_GIVEN TASK_
Rewrite the items below with every instance of "object_class" swapped for "target_label", keeping all other text unchanged.
** start of SUPPLIED RECORDS **
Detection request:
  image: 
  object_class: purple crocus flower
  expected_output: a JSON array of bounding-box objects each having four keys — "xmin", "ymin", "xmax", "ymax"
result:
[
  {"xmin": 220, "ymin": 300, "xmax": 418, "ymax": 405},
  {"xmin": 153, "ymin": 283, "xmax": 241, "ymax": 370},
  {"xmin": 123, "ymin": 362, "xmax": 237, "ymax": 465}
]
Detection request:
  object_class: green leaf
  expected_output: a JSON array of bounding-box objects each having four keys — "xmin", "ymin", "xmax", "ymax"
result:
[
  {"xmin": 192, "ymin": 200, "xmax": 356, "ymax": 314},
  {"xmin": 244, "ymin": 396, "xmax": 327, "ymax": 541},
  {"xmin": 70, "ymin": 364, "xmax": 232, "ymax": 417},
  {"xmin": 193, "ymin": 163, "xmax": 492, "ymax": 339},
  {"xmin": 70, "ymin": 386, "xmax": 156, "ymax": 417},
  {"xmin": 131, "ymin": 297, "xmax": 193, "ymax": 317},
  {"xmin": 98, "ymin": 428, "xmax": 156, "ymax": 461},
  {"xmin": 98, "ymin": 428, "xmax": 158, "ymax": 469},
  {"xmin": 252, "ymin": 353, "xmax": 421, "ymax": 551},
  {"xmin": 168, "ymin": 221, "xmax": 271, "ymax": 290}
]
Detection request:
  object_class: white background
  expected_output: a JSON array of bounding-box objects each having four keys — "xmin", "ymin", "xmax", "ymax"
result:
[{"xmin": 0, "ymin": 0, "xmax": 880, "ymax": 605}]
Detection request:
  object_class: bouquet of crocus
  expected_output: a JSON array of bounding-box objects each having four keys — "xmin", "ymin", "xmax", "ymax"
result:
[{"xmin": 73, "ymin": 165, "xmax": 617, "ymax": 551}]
** end of SUPPLIED RECORDS **
_ANSWER_
Detection request:
  image: 
  target_label: purple crocus flower
  expected_output: a JSON array of bounding-box objects each having four keys — "xmin", "ymin", "xmax", "ymax"
result:
[
  {"xmin": 220, "ymin": 300, "xmax": 418, "ymax": 405},
  {"xmin": 153, "ymin": 283, "xmax": 241, "ymax": 370},
  {"xmin": 123, "ymin": 362, "xmax": 237, "ymax": 465}
]
Detection request:
  target_label: green leaf
  expected_output: a JSON array of bounding-box objects each having four keys — "xmin", "ymin", "xmax", "ymax"
result:
[
  {"xmin": 192, "ymin": 200, "xmax": 356, "ymax": 314},
  {"xmin": 244, "ymin": 396, "xmax": 327, "ymax": 541},
  {"xmin": 70, "ymin": 364, "xmax": 232, "ymax": 417},
  {"xmin": 193, "ymin": 163, "xmax": 492, "ymax": 339},
  {"xmin": 70, "ymin": 386, "xmax": 156, "ymax": 417},
  {"xmin": 131, "ymin": 297, "xmax": 193, "ymax": 317},
  {"xmin": 98, "ymin": 428, "xmax": 156, "ymax": 461},
  {"xmin": 98, "ymin": 428, "xmax": 158, "ymax": 469},
  {"xmin": 252, "ymin": 353, "xmax": 421, "ymax": 551},
  {"xmin": 168, "ymin": 221, "xmax": 271, "ymax": 290}
]
Detection request:
  target_label: white background
  expected_output: a JSON array of bounding-box objects each having four keys — "xmin", "ymin", "xmax", "ymax"
result:
[{"xmin": 0, "ymin": 0, "xmax": 880, "ymax": 605}]
Detection request:
  target_label: bouquet of crocus
  expected_output: a JSON array of bounding-box objects each having four keys — "xmin", "ymin", "xmax", "ymax"
result:
[{"xmin": 73, "ymin": 165, "xmax": 617, "ymax": 551}]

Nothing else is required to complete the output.